**DATA SUPPLIED**.
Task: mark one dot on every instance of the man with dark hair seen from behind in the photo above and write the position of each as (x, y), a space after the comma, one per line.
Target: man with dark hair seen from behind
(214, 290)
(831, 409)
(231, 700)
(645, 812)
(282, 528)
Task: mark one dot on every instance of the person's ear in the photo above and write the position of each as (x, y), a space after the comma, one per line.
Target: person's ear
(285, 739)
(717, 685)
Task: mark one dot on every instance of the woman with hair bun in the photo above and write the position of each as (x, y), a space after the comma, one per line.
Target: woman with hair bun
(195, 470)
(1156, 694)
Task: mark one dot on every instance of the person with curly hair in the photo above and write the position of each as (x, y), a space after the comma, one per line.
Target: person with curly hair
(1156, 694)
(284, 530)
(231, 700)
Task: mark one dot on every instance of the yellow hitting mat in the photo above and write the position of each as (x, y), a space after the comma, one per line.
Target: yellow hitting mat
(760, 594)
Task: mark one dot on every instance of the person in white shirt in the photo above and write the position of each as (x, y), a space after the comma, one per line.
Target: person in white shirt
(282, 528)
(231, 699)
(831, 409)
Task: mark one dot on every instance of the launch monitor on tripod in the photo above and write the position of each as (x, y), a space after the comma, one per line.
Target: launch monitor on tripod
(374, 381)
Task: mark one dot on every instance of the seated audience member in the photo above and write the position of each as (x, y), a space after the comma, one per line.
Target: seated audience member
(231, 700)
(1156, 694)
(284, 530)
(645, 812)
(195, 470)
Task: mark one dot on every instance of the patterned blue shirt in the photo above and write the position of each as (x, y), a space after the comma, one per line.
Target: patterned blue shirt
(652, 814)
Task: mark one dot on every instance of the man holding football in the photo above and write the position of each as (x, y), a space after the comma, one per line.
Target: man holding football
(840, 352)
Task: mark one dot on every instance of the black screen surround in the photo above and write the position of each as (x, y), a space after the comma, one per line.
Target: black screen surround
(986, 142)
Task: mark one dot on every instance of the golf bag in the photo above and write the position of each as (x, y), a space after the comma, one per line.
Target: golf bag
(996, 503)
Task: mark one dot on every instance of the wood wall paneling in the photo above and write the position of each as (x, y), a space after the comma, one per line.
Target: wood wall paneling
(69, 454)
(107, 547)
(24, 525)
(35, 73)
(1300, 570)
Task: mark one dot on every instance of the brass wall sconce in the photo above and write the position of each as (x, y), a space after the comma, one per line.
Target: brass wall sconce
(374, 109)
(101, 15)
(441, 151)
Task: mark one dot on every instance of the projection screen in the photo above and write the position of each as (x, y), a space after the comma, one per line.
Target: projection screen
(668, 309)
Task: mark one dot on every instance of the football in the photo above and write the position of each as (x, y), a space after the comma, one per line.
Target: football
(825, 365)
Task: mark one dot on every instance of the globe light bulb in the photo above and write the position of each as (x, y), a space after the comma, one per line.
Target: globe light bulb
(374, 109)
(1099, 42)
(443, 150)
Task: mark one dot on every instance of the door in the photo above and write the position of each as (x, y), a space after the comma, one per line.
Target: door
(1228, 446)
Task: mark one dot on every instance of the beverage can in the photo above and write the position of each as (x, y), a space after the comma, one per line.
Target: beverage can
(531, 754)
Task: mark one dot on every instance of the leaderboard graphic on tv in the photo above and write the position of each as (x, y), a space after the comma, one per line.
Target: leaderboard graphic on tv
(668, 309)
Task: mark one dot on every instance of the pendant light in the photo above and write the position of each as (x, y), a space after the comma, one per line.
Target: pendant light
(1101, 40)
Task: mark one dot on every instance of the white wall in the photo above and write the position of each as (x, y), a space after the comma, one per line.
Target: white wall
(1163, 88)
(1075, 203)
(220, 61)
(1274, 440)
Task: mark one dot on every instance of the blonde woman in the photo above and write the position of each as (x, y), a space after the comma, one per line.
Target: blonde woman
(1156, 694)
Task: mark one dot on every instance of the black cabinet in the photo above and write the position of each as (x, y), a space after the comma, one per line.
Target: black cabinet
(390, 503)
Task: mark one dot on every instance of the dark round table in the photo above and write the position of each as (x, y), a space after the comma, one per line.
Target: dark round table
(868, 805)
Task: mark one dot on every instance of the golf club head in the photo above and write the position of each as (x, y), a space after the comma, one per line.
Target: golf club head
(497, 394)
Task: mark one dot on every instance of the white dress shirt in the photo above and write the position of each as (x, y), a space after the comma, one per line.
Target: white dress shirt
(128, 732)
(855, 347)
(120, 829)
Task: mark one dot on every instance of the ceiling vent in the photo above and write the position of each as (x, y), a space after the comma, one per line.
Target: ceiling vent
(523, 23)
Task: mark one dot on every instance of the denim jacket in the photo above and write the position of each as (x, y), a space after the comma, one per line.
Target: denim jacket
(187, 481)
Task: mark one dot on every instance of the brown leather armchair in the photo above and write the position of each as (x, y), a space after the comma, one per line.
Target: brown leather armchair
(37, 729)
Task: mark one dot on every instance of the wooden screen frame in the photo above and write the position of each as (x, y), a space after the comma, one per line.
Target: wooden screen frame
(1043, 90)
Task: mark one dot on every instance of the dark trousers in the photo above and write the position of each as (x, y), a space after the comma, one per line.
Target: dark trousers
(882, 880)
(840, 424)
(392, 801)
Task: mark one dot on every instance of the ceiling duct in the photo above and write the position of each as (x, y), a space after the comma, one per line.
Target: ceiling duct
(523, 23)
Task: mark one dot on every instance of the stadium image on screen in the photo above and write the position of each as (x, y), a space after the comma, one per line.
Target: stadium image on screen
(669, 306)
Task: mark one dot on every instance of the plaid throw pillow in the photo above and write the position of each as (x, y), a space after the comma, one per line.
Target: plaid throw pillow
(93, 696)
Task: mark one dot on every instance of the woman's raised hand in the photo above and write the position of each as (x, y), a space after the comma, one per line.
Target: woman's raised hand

**TASK ITEM**.
Look above for lines with the word "hand" and copy them all.

**EXERCISE ANSWER**.
Task: mark one dot on every instance of the woman's raised hand in the photo above and write the position of each as (x, y), a space after the comma, one per line.
Target: woman's raised hand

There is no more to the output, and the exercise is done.